Referring expression data

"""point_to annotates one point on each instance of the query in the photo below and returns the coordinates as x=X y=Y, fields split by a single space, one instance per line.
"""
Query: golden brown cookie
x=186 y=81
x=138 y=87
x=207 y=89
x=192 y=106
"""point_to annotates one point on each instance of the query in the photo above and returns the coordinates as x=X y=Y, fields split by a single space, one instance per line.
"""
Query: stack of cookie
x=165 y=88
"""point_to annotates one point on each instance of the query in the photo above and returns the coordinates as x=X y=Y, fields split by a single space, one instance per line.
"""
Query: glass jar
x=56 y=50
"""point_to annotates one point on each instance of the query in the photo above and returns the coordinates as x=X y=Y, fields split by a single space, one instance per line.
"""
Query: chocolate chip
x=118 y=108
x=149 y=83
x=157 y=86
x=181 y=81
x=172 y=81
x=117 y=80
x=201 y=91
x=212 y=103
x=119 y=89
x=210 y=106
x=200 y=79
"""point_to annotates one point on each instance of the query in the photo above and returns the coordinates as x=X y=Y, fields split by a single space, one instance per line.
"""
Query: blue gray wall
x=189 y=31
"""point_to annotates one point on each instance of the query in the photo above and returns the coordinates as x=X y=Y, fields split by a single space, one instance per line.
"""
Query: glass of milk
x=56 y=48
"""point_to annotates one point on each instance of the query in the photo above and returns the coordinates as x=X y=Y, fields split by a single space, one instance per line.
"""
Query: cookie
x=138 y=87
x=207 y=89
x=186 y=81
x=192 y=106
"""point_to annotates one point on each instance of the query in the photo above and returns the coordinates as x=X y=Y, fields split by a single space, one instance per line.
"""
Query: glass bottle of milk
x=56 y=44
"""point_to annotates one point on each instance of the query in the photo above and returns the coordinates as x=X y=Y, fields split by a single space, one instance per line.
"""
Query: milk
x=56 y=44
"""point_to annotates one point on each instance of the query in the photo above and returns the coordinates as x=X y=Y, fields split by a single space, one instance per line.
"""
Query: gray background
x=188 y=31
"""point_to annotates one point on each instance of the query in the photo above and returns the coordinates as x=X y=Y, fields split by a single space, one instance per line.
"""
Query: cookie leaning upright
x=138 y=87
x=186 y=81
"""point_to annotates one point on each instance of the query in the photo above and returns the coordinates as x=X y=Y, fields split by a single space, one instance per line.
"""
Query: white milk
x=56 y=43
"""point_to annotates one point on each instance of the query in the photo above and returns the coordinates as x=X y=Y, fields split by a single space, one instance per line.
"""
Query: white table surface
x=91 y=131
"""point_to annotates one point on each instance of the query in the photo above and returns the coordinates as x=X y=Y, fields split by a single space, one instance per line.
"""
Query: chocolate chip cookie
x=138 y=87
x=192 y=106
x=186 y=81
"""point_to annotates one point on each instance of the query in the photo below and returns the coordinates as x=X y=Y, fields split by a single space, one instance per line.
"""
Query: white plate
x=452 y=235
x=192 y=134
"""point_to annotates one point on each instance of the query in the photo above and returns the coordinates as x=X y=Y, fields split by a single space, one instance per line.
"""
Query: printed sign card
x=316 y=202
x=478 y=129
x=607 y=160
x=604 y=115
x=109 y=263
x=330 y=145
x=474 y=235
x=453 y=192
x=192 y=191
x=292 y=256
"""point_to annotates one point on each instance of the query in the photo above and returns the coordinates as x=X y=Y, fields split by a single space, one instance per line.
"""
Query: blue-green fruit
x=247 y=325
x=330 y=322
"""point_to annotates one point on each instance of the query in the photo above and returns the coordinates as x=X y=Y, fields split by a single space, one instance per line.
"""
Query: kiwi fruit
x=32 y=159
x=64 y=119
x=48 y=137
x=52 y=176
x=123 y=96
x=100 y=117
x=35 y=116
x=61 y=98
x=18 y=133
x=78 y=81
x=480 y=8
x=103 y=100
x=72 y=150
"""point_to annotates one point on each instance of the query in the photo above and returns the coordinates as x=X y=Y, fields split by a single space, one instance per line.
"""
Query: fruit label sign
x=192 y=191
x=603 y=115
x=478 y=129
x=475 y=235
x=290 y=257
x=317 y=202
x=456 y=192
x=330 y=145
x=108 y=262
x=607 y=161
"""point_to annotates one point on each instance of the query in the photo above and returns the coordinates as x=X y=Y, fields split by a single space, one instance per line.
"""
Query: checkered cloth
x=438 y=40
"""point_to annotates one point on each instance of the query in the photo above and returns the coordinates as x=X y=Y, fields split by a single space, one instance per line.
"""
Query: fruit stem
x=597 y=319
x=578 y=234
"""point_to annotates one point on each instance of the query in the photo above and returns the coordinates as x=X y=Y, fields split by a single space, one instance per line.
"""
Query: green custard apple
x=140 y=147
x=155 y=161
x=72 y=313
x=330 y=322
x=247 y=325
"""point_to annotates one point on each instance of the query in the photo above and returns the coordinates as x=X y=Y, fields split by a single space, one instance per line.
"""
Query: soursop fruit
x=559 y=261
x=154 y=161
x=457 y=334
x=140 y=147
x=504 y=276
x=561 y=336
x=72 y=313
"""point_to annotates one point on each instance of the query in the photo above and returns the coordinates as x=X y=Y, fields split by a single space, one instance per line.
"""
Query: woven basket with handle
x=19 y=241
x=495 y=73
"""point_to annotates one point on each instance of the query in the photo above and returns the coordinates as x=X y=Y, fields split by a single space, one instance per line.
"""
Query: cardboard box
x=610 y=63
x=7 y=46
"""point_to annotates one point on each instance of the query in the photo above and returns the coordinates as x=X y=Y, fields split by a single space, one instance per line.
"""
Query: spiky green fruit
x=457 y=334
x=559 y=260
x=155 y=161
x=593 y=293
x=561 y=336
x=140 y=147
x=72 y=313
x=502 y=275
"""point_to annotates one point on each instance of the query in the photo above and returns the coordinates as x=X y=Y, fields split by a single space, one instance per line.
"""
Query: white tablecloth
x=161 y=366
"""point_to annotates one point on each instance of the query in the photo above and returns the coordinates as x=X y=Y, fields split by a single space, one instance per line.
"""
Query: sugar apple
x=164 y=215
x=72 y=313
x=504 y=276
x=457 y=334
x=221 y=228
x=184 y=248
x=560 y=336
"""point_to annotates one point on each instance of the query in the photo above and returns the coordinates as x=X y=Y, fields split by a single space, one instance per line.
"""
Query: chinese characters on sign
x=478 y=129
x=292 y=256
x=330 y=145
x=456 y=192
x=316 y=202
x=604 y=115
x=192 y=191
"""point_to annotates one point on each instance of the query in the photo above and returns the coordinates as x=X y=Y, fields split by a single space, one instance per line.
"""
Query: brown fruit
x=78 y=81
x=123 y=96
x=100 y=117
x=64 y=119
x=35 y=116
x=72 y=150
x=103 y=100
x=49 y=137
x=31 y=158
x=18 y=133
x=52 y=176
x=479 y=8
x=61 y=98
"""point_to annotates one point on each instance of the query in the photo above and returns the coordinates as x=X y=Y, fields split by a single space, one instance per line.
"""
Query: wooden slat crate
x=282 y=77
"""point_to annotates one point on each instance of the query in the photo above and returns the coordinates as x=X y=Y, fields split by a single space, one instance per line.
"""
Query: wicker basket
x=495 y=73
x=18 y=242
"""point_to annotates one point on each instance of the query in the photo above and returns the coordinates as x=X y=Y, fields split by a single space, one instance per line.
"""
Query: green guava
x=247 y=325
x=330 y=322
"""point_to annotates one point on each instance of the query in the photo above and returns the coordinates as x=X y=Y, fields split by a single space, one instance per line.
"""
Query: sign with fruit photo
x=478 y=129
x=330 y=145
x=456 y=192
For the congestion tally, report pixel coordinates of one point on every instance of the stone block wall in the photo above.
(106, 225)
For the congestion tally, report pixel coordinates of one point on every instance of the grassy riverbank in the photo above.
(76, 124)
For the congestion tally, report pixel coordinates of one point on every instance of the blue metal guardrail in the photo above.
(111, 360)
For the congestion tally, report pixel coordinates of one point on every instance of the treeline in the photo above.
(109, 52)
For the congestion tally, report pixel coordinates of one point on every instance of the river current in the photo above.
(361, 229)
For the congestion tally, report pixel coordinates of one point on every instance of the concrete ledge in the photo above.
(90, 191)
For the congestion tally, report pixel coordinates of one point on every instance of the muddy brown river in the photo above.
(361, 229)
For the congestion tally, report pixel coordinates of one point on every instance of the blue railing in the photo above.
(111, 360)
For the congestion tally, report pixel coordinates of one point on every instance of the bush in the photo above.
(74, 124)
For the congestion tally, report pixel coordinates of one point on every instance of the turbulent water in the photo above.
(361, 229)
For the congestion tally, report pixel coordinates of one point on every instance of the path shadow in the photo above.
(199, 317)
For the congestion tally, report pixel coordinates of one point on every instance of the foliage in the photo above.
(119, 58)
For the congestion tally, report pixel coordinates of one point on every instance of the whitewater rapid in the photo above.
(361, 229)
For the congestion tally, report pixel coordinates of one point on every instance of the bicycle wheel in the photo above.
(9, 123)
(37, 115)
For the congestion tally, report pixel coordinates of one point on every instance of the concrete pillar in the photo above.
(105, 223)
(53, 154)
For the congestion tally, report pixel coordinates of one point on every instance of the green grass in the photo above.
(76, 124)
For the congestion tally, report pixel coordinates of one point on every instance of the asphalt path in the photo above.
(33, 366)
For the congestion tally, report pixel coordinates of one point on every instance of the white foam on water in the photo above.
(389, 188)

▸ EXERCISE
Your answer is to contain exactly the lines from the one holding "wheel in the photo above." to the end of the entries, with no other line.

▸ RESPONSE
For the congestion tally, report pixel coordinates of one point on every instance of the bicycle wheel in the photo above.
(9, 123)
(37, 115)
For the congestion tally, report pixel coordinates of one point on every instance of the concrete pillar in the photo above.
(105, 223)
(53, 154)
For the congestion tally, report pixel coordinates of one point on every instance of the green grass in the photo above.
(76, 124)
For the congestion tally, report pixel coordinates of one point on every instance of the asphalt path in the photo above.
(33, 366)
For the congestion tally, report pixel coordinates of one point on every instance of the white foam on water in the photo above.
(389, 188)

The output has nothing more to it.